» **Stated task**:
Output the line containing "paving above? Mark it with a dot." and all subsequent lines of the listing below, copied exactly, with no other lines.

○ ○ ○

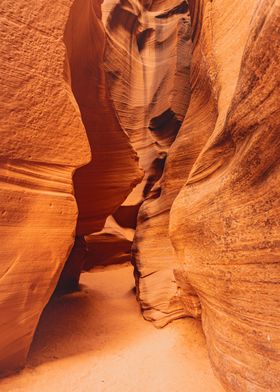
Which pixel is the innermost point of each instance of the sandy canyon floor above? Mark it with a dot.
(96, 340)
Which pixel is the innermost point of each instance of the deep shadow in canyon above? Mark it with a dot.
(144, 133)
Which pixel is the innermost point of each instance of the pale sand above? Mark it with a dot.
(96, 341)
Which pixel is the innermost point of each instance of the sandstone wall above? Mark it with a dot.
(225, 220)
(147, 61)
(102, 185)
(42, 141)
(45, 136)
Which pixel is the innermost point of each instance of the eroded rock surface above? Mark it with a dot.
(42, 141)
(44, 138)
(225, 220)
(103, 184)
(148, 63)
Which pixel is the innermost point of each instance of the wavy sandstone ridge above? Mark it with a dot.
(147, 62)
(43, 141)
(102, 185)
(225, 220)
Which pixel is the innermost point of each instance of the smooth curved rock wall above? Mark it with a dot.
(42, 142)
(225, 220)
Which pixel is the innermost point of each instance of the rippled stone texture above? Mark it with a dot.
(44, 138)
(42, 141)
(103, 184)
(225, 220)
(147, 62)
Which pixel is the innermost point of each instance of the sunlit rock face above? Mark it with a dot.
(49, 49)
(42, 141)
(148, 68)
(225, 220)
(103, 184)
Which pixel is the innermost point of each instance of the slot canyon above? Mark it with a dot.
(140, 196)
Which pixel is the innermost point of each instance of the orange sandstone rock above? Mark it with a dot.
(225, 220)
(147, 61)
(42, 142)
(103, 184)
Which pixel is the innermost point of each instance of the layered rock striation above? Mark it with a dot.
(48, 131)
(43, 140)
(224, 223)
(148, 66)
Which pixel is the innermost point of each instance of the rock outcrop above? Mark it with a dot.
(44, 138)
(225, 220)
(102, 185)
(42, 141)
(194, 95)
(148, 63)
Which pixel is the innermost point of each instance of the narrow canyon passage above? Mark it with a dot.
(96, 340)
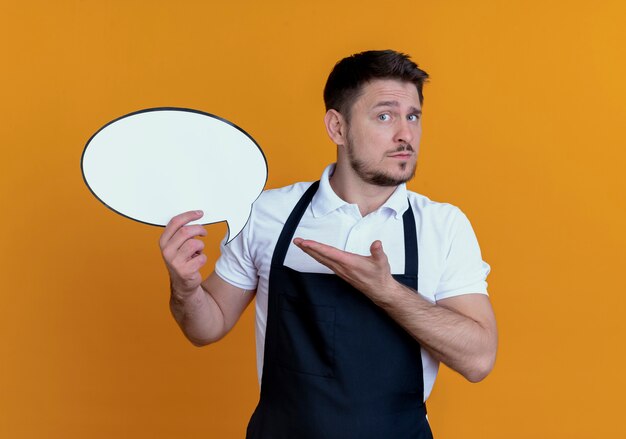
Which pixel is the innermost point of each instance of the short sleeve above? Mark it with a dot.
(235, 264)
(464, 271)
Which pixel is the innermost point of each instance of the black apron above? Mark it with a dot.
(335, 364)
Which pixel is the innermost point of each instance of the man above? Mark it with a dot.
(345, 348)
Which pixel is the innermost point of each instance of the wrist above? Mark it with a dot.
(180, 294)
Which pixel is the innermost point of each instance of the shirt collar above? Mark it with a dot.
(326, 200)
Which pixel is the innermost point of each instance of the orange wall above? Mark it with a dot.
(524, 130)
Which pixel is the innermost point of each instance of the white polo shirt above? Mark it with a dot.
(450, 263)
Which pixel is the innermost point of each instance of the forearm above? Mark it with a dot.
(462, 343)
(198, 315)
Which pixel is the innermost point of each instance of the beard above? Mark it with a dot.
(377, 177)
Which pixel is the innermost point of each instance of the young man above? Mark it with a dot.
(362, 287)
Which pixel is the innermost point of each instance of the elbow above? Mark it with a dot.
(481, 368)
(201, 342)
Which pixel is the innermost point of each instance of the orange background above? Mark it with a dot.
(523, 129)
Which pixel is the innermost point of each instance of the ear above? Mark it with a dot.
(336, 127)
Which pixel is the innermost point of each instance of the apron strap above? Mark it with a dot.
(289, 229)
(411, 259)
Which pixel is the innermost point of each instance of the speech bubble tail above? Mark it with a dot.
(235, 225)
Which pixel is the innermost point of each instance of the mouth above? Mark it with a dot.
(401, 155)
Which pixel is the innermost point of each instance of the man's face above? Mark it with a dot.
(384, 132)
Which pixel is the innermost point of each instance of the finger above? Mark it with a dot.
(376, 249)
(176, 223)
(190, 248)
(184, 234)
(326, 251)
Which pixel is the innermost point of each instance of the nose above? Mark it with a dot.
(404, 132)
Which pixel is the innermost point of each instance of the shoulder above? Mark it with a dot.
(280, 201)
(271, 210)
(434, 211)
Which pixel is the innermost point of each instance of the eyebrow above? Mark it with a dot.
(396, 104)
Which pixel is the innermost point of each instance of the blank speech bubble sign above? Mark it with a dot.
(153, 164)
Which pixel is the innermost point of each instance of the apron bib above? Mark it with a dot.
(336, 365)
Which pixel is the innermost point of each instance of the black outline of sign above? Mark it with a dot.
(190, 110)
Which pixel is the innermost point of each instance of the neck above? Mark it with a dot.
(350, 188)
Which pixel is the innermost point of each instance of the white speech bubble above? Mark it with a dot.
(153, 164)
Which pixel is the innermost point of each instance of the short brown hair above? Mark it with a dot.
(350, 74)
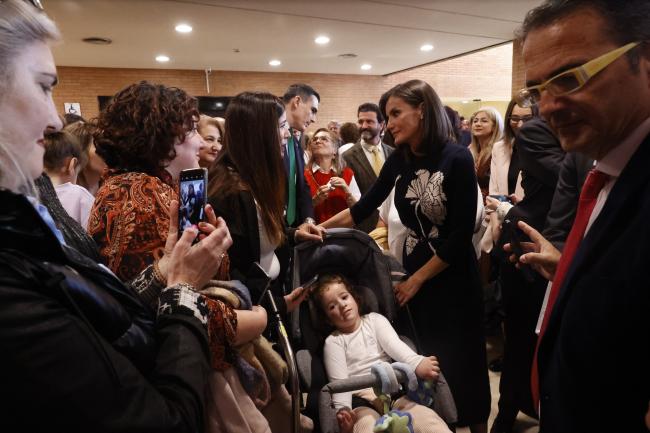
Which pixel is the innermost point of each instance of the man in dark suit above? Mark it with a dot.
(367, 156)
(592, 370)
(301, 104)
(559, 220)
(540, 156)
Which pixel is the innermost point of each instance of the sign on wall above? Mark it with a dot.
(72, 108)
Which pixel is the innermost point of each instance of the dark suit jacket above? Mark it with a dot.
(540, 156)
(240, 214)
(304, 206)
(573, 173)
(356, 159)
(595, 355)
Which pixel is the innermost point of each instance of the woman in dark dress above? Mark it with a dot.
(435, 195)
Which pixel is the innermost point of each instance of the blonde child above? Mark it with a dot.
(360, 341)
(63, 160)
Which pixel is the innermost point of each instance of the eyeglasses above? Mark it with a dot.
(572, 80)
(36, 3)
(517, 119)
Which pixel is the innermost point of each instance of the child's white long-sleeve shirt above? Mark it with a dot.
(353, 354)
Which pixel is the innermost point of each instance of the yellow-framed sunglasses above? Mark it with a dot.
(571, 80)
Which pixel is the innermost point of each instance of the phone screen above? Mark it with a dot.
(193, 190)
(308, 285)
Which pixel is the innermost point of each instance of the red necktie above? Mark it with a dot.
(594, 183)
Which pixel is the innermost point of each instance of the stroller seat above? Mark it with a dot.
(355, 255)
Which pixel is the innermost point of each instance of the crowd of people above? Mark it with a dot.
(114, 320)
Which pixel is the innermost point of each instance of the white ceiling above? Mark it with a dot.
(385, 34)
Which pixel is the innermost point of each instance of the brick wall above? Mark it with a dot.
(485, 75)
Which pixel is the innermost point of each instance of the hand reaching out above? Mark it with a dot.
(295, 298)
(309, 232)
(346, 419)
(428, 369)
(540, 254)
(194, 264)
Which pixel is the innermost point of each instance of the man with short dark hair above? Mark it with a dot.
(301, 104)
(367, 156)
(587, 65)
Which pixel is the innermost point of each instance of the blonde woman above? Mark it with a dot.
(333, 188)
(487, 129)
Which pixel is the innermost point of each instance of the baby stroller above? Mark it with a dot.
(355, 255)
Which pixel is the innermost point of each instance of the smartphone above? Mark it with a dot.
(309, 285)
(258, 282)
(192, 199)
(500, 197)
(513, 234)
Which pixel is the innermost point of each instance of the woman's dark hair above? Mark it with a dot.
(435, 124)
(59, 146)
(250, 158)
(626, 20)
(336, 164)
(349, 133)
(324, 282)
(206, 120)
(508, 133)
(139, 127)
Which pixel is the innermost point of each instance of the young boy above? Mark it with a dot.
(360, 341)
(63, 160)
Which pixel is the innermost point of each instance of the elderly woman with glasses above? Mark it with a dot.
(333, 188)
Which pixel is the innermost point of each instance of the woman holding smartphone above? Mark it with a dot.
(147, 135)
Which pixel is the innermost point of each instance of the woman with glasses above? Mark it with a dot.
(81, 352)
(505, 177)
(332, 188)
(246, 188)
(487, 129)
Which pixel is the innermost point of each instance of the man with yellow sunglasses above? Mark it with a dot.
(587, 65)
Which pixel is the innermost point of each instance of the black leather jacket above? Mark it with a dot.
(79, 351)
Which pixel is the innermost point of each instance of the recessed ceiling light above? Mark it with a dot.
(183, 28)
(322, 40)
(97, 40)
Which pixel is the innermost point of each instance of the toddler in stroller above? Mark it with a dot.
(357, 343)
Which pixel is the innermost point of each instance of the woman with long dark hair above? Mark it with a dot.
(435, 196)
(81, 351)
(247, 188)
(333, 188)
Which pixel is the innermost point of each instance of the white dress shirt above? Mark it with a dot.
(613, 164)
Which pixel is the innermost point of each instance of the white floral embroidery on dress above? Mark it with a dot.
(427, 195)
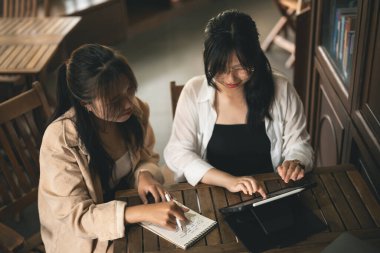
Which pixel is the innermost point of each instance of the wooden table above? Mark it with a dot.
(27, 44)
(341, 197)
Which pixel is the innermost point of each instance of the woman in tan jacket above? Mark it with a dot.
(99, 139)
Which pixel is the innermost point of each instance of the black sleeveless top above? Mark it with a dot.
(240, 149)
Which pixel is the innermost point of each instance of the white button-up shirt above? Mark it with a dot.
(194, 121)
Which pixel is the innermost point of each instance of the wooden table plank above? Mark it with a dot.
(164, 244)
(220, 201)
(43, 35)
(190, 200)
(327, 208)
(354, 200)
(319, 199)
(207, 209)
(135, 233)
(340, 202)
(366, 195)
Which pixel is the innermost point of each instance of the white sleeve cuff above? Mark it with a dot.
(120, 225)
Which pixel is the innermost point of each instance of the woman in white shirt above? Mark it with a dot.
(239, 119)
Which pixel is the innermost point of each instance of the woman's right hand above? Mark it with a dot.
(245, 184)
(163, 214)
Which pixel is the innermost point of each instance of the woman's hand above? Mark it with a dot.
(147, 184)
(291, 169)
(163, 214)
(246, 184)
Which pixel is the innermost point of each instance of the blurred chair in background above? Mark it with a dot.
(288, 9)
(22, 122)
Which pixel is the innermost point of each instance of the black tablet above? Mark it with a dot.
(273, 196)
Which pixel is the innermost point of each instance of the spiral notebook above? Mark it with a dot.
(195, 229)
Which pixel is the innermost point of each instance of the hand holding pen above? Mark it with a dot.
(169, 198)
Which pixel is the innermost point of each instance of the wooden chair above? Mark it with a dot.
(288, 10)
(175, 91)
(22, 120)
(24, 8)
(10, 84)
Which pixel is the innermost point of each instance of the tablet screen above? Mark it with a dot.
(260, 201)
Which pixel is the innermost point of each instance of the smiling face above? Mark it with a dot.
(115, 106)
(235, 75)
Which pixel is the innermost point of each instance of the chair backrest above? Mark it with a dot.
(175, 91)
(23, 8)
(22, 121)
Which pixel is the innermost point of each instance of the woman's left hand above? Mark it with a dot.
(147, 184)
(291, 169)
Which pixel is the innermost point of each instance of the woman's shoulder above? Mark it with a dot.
(62, 130)
(196, 83)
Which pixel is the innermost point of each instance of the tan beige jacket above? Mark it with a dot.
(70, 201)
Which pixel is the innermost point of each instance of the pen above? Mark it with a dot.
(168, 198)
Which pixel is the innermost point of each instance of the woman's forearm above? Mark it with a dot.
(217, 177)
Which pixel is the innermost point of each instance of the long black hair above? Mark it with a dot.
(96, 71)
(234, 31)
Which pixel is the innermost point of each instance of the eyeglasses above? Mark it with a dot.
(238, 70)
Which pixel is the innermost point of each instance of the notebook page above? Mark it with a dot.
(197, 226)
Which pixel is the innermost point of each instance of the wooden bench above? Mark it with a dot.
(103, 21)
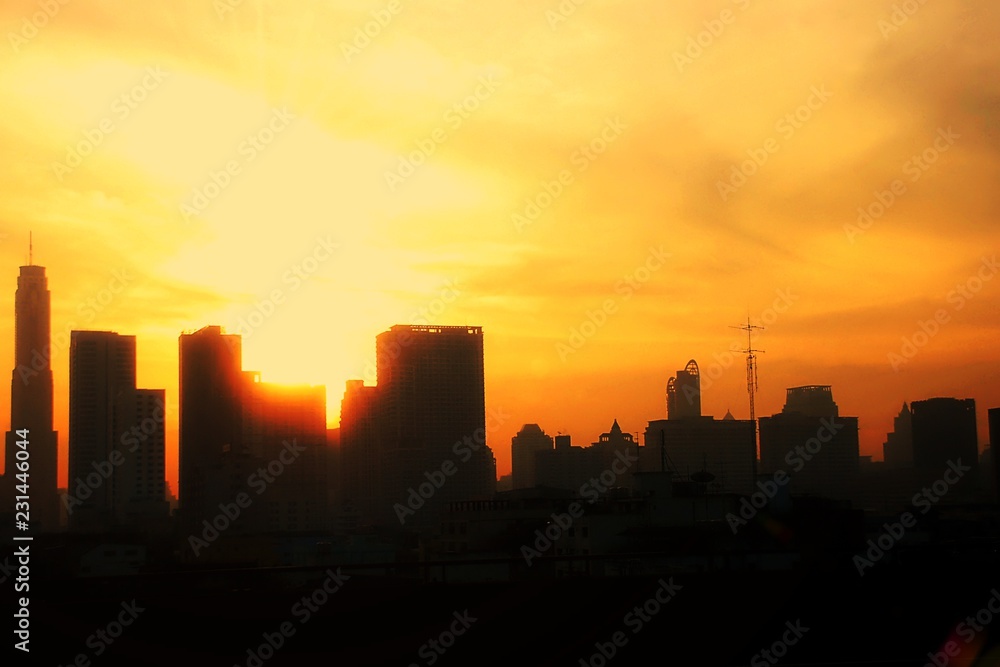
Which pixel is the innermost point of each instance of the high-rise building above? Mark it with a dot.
(211, 421)
(530, 440)
(684, 393)
(994, 422)
(897, 452)
(116, 437)
(812, 443)
(430, 408)
(239, 435)
(725, 449)
(944, 430)
(31, 400)
(101, 380)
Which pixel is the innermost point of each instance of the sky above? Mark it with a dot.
(608, 188)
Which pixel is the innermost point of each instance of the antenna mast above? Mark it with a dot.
(751, 367)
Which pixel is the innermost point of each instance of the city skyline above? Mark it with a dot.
(549, 186)
(502, 453)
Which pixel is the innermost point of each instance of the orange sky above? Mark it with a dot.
(623, 122)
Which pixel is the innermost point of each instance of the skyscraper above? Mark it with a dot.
(944, 429)
(523, 447)
(116, 431)
(812, 443)
(211, 419)
(684, 393)
(428, 409)
(31, 397)
(101, 376)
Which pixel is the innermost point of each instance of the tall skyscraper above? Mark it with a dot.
(725, 448)
(31, 398)
(812, 443)
(994, 425)
(684, 393)
(897, 451)
(944, 429)
(116, 437)
(211, 420)
(428, 409)
(530, 440)
(101, 377)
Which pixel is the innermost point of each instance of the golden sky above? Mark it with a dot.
(663, 168)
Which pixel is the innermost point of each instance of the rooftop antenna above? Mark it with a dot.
(751, 369)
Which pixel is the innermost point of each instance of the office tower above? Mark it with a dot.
(359, 470)
(684, 393)
(812, 443)
(897, 451)
(429, 408)
(944, 430)
(211, 421)
(141, 483)
(31, 400)
(101, 376)
(116, 437)
(726, 449)
(994, 422)
(287, 423)
(523, 448)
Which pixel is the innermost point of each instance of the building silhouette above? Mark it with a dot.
(684, 393)
(523, 448)
(116, 437)
(240, 435)
(31, 400)
(211, 421)
(812, 443)
(897, 451)
(944, 429)
(994, 425)
(725, 449)
(428, 408)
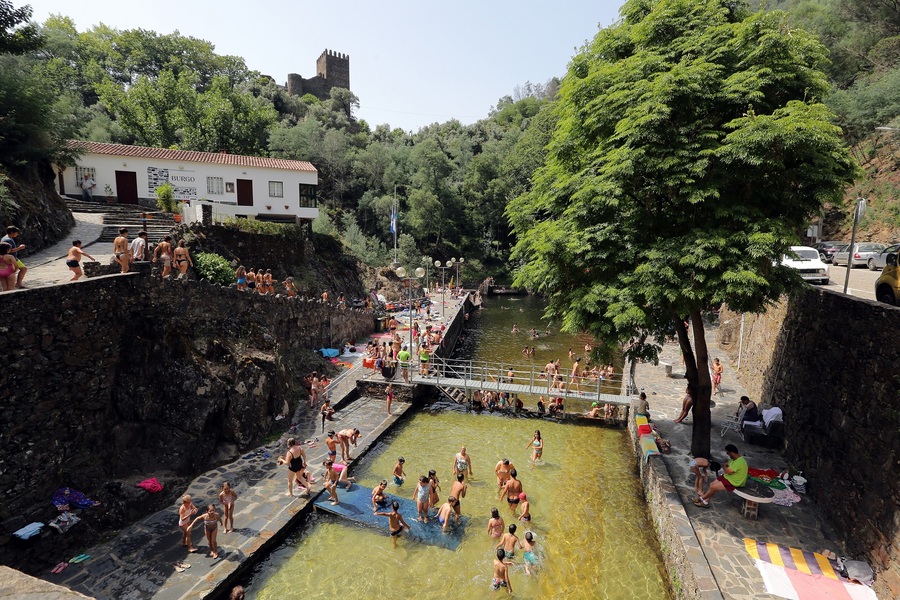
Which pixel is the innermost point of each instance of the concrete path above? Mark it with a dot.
(721, 528)
(48, 267)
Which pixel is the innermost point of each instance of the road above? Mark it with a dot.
(862, 281)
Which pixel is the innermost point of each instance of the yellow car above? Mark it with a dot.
(887, 287)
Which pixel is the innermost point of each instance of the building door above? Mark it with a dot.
(126, 187)
(245, 192)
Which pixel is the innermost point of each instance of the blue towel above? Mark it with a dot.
(29, 531)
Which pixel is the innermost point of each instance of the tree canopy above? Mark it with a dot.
(691, 148)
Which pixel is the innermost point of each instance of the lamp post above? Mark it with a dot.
(401, 273)
(448, 265)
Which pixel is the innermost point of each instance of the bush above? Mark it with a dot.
(214, 268)
(262, 227)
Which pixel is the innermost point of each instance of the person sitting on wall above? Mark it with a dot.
(736, 470)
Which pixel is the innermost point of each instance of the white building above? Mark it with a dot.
(216, 186)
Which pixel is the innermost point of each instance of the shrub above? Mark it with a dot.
(214, 268)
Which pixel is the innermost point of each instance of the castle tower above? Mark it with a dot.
(334, 68)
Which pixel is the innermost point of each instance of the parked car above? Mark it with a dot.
(887, 286)
(827, 249)
(807, 261)
(861, 254)
(879, 261)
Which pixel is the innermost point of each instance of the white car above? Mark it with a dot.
(807, 261)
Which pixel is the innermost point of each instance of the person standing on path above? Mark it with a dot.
(718, 368)
(73, 259)
(226, 498)
(121, 250)
(12, 232)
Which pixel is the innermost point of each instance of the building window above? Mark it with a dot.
(215, 186)
(307, 196)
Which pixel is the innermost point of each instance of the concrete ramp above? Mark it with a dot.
(356, 505)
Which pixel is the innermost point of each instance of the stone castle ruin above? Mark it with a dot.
(332, 70)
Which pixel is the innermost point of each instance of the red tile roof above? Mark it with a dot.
(236, 160)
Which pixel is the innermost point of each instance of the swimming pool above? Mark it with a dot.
(594, 535)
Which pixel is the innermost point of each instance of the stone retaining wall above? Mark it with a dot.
(123, 375)
(830, 362)
(688, 569)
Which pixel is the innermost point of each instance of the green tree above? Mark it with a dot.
(690, 150)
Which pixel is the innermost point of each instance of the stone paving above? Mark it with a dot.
(721, 528)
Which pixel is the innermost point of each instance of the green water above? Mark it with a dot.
(590, 522)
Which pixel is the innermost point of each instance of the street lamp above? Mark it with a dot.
(401, 273)
(448, 265)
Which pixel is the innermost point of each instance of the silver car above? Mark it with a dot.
(861, 254)
(878, 262)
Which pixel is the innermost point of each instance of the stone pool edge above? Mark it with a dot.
(690, 575)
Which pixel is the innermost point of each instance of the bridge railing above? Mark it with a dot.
(490, 375)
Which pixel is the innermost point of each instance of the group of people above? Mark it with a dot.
(211, 520)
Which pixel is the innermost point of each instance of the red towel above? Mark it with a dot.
(151, 485)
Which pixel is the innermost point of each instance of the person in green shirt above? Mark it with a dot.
(735, 476)
(403, 356)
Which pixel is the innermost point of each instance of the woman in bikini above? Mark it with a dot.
(227, 497)
(295, 459)
(211, 520)
(73, 259)
(185, 512)
(182, 259)
(496, 524)
(8, 267)
(537, 447)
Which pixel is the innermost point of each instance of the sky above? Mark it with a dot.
(412, 62)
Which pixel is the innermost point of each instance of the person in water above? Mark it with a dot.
(395, 521)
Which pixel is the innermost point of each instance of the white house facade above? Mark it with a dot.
(211, 185)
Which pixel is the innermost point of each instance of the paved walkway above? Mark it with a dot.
(48, 267)
(721, 528)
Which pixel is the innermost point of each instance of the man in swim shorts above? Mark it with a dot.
(395, 521)
(501, 573)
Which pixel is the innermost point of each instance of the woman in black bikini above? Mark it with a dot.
(182, 259)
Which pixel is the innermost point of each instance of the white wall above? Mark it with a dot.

○ ○ ○

» **Exercise result**:
Which pixel is the innermost point of each instance of the stone paving above? Mark it with a dot.
(721, 528)
Which pixel is the innermost point of each instance of the green water above? Mark it with a dot.
(590, 522)
Which pixel is the innermost point of each instance of the street lamp above? Mark it with a dot.
(401, 273)
(448, 265)
Which pixel is the innermost point of each instance of the silver car above? Mark it with a dot.
(861, 254)
(878, 262)
Which pixel is the innermost point of each instance of the stone pool edge above? Mark it with a dot.
(690, 575)
Which pixel is the innermost point of each instance of the bridge railing above? Mark it with a dot.
(490, 375)
Which pixel is the innermost point of each instance of the group of people above? Mark it with a dot.
(211, 520)
Which pixel is the innermost point of each instance of the red towel above? Mark it with a dot.
(151, 485)
Which pixel is the innermost point of each instance of the person in green shirt above? Mark it with a dot.
(735, 476)
(403, 356)
Which pixel is the innermost point of each instance of the woman in bikini above? Mark it with a dot.
(227, 497)
(295, 459)
(211, 520)
(73, 259)
(185, 512)
(182, 259)
(496, 524)
(8, 267)
(537, 447)
Which pixel is the innermost point of each instance of the sky above? Mark it with a dot.
(412, 62)
Which pixel is the innermost point of each instance of the person in water above? Mark it with a dot.
(395, 521)
Which pixel is the innermost point of each instance of the white house facade above? Mark it with a dot.
(211, 185)
Which pixel is the innermost point of each instance of the paved walkway above? Mark it with a dot.
(48, 267)
(721, 528)
Which pixel is the innermost point of each instance of the man in swim shorts above? Mark it with a dot.
(395, 521)
(501, 573)
Which pixel is the innermost point of each instance of the woman in black bikini above? Mark it with a dot.
(182, 259)
Which pixel is the innermost point of each instance of the white wall above? Mark it with a dot.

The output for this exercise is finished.